--- BEGIN SUPPLIED RECORDS ---

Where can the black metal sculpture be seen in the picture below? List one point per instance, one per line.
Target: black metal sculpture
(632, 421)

--- END SUPPLIED RECORDS ---
--- BEGIN SUPPLIED RECORDS ---

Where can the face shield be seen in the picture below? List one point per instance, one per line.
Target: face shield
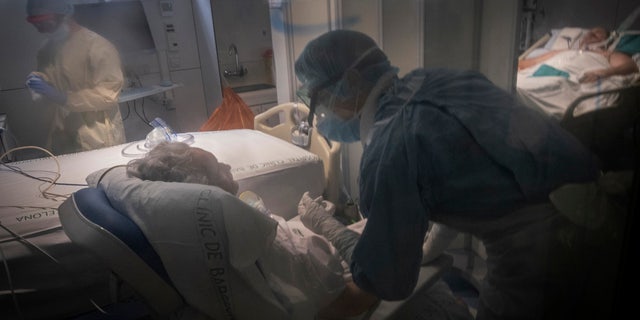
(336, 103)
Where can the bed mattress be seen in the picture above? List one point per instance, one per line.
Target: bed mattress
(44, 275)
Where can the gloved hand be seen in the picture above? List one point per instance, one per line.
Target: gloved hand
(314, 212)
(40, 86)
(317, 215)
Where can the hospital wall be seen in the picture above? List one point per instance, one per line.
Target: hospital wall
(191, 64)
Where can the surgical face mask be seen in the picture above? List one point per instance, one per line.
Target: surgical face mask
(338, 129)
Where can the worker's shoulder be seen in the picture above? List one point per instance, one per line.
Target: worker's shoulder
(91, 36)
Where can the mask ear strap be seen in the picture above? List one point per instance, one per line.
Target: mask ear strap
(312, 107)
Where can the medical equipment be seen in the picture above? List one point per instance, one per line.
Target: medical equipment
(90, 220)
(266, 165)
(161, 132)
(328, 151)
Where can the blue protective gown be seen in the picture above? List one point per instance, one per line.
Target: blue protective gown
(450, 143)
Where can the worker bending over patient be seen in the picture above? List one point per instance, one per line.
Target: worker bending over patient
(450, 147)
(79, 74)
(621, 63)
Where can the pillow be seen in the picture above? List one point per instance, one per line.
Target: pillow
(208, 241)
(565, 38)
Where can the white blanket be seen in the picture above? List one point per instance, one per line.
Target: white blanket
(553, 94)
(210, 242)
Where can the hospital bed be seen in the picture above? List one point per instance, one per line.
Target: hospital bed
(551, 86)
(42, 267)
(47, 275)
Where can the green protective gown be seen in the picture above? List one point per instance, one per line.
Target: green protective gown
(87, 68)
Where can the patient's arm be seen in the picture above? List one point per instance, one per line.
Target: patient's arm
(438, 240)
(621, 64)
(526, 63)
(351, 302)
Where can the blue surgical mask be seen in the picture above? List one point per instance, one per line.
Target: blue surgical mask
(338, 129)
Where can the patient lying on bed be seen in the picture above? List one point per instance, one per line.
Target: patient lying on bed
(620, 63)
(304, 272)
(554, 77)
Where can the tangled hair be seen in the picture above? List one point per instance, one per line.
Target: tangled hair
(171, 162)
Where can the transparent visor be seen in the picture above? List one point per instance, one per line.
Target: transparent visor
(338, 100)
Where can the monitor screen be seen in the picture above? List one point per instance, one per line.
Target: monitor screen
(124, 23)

--- END SUPPLIED RECORDS ---
--- BEGIN SUPPLIED RECORDS ---

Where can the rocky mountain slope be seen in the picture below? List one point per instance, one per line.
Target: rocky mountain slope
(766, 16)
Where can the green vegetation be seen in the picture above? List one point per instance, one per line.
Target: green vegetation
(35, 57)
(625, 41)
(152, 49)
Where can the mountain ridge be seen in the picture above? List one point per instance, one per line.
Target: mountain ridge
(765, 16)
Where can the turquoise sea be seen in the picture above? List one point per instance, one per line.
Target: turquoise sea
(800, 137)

--- END SUPPLIED RECORDS ---

Return every row that contains the word "shoulder", matching case exactly.

• TASK OUTPUT:
Where can the worker's shoulder be seen in the picture above? List one point per instance, one per line.
Target: worker's shoulder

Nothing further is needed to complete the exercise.